And then everybody's like what's the website? And I'm like I'm like guys, this is ground zero. I was like this notebook, this is the website, this is the Instagram page, this is this is it? And everybody's like I'm in. I'm in. I had more. I had more volunteers than I knew what to do with. I had that night. I had people. I had two people make financial donations Like I don't want anything back. This is amazing. This needs to happen. So now I'm like oh man, now I have to, I have to do this. And so I started going around. I have my schedule and things just kind of like fell in place.

Speaker 2:

So we did a day of we started out with situation, we're in a self-defense, so we're not teaching it. We're not teaching the kids any skill, we're teaching them when if someone big came up, tried to kidnap you and human traffic, can we talk about that stuff lightly, but not not to freak them out, right, keep it light hearted. But we teach them soft. You know soft targets and everything like this. And we actually worked them up to like where they were on the ground and they had to like fight, fight, fight shrimp away. So now you got that heart rate up. But once they got away, like yeah, I'm like, well, you're not done. I took a bunch of my son's toys and hit him around the room. I'm like go find a Tyrannosaurus rex. So now I'm hitting him cognitively. So now I'm training them to stay in the fight.

→ **DATA SHOWN**
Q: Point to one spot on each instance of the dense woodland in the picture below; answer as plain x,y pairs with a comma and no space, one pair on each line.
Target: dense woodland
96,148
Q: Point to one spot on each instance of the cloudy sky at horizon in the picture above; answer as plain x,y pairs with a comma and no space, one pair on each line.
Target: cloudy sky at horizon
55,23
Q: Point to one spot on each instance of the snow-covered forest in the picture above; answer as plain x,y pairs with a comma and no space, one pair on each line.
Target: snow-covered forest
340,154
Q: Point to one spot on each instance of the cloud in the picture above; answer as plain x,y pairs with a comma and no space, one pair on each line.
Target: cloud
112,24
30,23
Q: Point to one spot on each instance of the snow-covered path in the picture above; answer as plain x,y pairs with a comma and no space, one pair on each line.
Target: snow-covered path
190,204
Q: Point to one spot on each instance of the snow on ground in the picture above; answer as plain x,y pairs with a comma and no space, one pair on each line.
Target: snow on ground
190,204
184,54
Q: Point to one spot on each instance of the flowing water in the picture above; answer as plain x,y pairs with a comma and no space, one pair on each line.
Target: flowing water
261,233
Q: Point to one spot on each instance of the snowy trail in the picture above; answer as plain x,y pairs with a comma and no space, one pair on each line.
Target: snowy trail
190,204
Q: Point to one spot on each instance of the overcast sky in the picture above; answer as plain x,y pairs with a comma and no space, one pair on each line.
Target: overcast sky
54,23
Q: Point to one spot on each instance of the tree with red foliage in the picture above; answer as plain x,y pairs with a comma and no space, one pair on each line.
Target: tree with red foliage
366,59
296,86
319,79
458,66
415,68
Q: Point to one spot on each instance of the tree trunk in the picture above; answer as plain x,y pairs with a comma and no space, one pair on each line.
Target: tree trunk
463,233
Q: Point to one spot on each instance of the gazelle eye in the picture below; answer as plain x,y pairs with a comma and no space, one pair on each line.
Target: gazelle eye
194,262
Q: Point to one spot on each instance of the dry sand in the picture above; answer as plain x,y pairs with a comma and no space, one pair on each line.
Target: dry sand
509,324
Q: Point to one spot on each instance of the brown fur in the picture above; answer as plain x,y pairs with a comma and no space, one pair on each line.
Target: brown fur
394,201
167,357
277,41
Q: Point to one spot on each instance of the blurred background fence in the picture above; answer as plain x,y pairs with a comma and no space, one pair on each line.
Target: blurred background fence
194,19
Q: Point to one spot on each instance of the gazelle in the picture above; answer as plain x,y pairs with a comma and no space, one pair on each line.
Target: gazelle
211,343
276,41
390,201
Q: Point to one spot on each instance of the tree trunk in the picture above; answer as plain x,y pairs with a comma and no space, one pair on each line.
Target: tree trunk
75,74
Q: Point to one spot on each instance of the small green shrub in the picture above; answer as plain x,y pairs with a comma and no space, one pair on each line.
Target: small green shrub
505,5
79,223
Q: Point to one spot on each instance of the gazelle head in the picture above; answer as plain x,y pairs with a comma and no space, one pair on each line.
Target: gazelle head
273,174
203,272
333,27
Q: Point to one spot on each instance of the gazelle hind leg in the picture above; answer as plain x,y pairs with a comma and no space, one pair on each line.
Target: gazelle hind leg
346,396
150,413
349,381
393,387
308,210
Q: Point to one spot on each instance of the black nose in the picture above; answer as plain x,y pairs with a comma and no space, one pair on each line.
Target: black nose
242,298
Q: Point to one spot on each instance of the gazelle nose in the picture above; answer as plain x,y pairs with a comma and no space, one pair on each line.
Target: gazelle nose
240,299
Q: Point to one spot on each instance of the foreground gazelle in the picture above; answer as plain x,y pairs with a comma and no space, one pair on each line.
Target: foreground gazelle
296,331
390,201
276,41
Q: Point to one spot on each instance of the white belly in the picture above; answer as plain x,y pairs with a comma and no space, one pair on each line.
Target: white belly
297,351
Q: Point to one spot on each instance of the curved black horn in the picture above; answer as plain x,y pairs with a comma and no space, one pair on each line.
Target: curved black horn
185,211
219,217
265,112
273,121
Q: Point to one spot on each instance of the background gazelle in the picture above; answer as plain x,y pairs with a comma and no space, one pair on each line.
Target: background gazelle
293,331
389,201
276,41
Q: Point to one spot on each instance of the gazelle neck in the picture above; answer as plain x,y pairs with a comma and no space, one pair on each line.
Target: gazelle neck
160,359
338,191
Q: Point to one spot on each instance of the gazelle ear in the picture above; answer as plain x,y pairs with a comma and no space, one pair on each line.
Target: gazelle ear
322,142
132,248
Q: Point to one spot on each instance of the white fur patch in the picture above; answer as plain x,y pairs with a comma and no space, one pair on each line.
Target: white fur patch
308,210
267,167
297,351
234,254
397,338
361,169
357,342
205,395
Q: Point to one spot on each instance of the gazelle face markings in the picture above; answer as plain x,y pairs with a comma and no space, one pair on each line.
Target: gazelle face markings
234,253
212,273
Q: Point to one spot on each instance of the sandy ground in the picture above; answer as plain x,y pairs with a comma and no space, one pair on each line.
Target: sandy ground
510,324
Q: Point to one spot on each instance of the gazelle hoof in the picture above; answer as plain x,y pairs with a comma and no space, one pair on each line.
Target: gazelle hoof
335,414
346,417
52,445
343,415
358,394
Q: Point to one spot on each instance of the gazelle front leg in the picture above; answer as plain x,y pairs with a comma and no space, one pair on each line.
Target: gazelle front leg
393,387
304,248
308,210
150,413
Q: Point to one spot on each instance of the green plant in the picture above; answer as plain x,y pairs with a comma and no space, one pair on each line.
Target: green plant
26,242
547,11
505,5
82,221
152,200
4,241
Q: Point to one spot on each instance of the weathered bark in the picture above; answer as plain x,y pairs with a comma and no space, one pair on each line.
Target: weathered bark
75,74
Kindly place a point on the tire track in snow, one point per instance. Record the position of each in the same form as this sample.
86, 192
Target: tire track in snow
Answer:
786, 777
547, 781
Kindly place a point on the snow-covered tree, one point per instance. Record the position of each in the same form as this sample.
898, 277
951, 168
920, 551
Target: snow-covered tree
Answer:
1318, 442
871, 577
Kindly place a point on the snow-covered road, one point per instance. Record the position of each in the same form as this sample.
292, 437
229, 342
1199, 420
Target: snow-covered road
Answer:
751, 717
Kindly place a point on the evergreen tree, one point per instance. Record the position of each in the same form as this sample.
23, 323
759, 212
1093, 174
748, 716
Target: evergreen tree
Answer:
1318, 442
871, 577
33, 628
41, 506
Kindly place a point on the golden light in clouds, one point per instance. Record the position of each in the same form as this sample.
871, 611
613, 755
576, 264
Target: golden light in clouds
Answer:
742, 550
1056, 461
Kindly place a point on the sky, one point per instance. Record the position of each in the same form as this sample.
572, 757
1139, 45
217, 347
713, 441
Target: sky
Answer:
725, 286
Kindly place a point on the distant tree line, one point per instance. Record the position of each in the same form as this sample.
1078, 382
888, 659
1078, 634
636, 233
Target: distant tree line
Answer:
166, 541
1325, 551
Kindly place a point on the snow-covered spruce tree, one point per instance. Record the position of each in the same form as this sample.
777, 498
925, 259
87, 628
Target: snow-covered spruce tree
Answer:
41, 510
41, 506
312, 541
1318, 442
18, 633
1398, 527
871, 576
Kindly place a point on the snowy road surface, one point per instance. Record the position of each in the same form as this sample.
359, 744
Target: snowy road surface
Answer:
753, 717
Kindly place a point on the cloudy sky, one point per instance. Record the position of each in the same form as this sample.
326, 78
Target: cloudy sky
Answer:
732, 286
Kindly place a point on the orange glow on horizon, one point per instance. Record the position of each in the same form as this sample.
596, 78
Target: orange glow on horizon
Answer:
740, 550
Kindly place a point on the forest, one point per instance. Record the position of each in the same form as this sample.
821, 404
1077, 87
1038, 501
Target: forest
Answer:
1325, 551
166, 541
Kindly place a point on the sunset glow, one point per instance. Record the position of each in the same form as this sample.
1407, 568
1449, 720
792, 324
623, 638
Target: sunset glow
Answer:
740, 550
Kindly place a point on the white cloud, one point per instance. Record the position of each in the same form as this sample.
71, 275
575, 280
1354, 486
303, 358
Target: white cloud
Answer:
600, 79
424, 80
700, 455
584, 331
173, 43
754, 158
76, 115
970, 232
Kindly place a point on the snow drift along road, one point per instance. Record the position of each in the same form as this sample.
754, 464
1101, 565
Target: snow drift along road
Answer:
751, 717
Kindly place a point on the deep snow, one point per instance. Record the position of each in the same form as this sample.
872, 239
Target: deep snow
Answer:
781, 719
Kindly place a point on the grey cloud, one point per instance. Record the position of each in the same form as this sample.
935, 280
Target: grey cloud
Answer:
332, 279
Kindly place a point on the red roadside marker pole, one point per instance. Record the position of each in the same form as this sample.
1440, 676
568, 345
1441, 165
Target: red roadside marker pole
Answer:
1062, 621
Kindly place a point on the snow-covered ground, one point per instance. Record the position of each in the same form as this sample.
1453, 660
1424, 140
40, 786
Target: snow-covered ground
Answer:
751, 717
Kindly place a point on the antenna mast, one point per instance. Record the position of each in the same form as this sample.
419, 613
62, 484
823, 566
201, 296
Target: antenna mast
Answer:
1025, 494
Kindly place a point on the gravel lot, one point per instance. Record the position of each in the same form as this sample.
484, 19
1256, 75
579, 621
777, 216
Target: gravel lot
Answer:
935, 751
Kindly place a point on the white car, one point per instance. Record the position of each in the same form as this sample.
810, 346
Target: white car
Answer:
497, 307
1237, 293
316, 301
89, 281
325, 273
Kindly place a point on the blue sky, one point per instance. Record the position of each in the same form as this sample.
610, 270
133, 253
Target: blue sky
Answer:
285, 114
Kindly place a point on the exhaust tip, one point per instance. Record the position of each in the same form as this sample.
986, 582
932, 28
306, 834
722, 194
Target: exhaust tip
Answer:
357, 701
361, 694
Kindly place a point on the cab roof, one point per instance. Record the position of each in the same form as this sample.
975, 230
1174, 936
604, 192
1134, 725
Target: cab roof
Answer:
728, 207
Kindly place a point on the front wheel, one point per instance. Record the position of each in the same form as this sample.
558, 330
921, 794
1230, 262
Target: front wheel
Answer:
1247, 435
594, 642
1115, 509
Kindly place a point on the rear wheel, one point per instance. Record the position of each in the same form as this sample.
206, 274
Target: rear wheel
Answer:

→ **TASK A**
Based on the self-defense class transcript, does each statement agree with it? (i) Two people made financial donations that night. (ii) The kids were taught specific self-defense skills. (iii) The speaker used toys that belonged to their son. Answer yes or no for each and quote the words that decide it.
→ **TASK B**
Carry the self-defense class transcript forward from its last sentence, in the same speaker's voice.
Nothing in the lines is needed here.

→ **OUTPUT A**
(i) Yes: "I had two people make financial donations"
(ii) No: "We're not teaching the kids any skill"
(iii) Yes: "I took a bunch of my son's toys"

→ **OUTPUT B**
Speaker 2:

Now they went from something big or trying to find something small, exit, phone, another adult, a hard point, something like that. Then we went to get a nutrition class with clean eats, talked about proper things to eat, proper snacks and stuff like that, ate at their restaurant and then we went to canine service to teach the kids the importance about volunteering and doing something for someone else that's done so much for you that you'll never meet and that you're they're doing something for you that they'll never meet you. And then they all became professional dog walkers and that organization, which is cool. We all walk the dogs and they learn the commands and stuff. Then we came back here to the house and my buddy, who's a Marine and a flight medic, and I tapped into my veteran network as much as I could had the ambulance at the house. So the kids are in Ammus Now.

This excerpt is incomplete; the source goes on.